* **Directions for this task**
Please write out exactly the lines that begin at the line containing "One point lands on each instance of the white" and run to the end of the records.

* **Provided data**

******************************

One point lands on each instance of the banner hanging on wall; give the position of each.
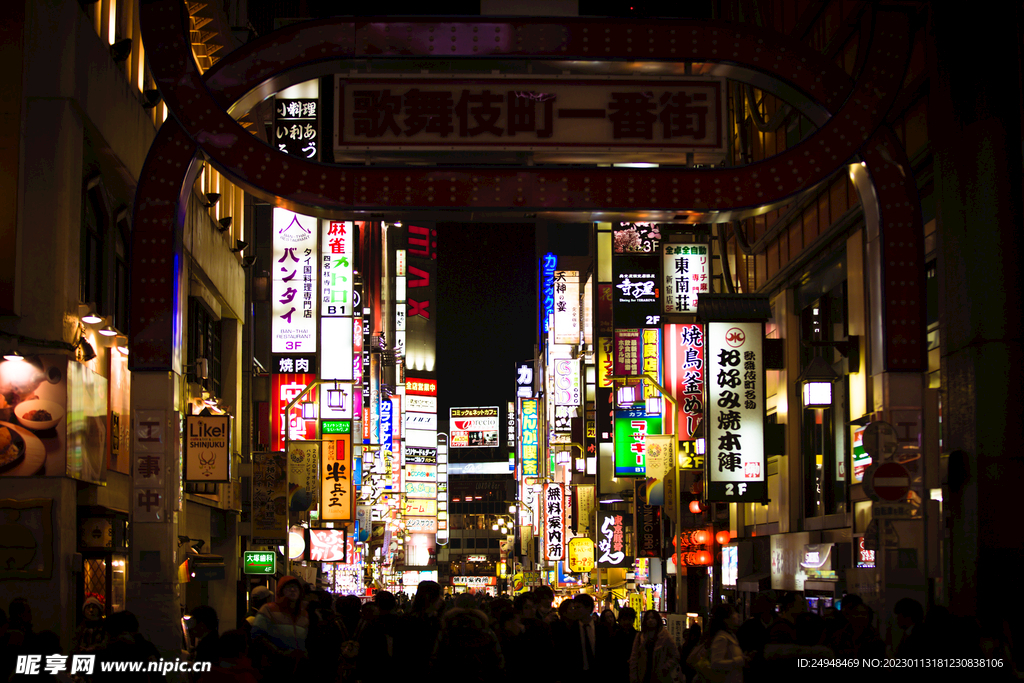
(735, 462)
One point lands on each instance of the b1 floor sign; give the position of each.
(889, 481)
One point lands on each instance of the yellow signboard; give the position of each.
(581, 555)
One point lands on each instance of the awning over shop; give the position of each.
(754, 583)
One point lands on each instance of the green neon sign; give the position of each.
(259, 561)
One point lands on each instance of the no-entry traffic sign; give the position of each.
(890, 481)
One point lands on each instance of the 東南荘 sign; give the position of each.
(259, 561)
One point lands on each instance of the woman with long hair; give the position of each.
(281, 629)
(725, 658)
(654, 657)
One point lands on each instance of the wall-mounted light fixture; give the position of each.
(816, 383)
(121, 49)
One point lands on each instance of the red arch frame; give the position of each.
(201, 121)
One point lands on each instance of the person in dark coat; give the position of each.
(909, 615)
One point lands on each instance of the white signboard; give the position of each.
(735, 459)
(553, 505)
(566, 286)
(208, 451)
(294, 311)
(473, 427)
(336, 358)
(686, 276)
(567, 383)
(421, 420)
(336, 267)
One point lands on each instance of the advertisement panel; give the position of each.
(528, 436)
(284, 389)
(269, 499)
(684, 367)
(328, 545)
(632, 427)
(612, 551)
(337, 249)
(293, 327)
(685, 276)
(566, 287)
(208, 447)
(303, 474)
(736, 413)
(553, 505)
(473, 427)
(34, 420)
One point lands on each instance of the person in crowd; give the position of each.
(91, 633)
(281, 629)
(725, 657)
(530, 657)
(859, 637)
(259, 597)
(232, 665)
(125, 643)
(691, 641)
(654, 657)
(467, 648)
(421, 628)
(204, 627)
(909, 615)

******************************

* **Written answer**
One point lands on each instance of the white signboard; give the position of each.
(735, 459)
(553, 505)
(566, 286)
(208, 451)
(294, 311)
(473, 427)
(336, 358)
(686, 276)
(567, 383)
(421, 420)
(336, 267)
One point lands on each instance of the advertisement panel; give the position of each.
(528, 436)
(284, 389)
(269, 499)
(684, 367)
(328, 545)
(632, 427)
(612, 551)
(337, 249)
(293, 327)
(685, 276)
(566, 287)
(208, 447)
(303, 474)
(736, 413)
(553, 505)
(473, 427)
(34, 420)
One point lands on each instance of the person in crowd; give the position of each.
(91, 633)
(281, 629)
(725, 657)
(530, 657)
(859, 637)
(259, 597)
(232, 665)
(125, 643)
(691, 641)
(654, 657)
(467, 648)
(421, 628)
(204, 627)
(909, 615)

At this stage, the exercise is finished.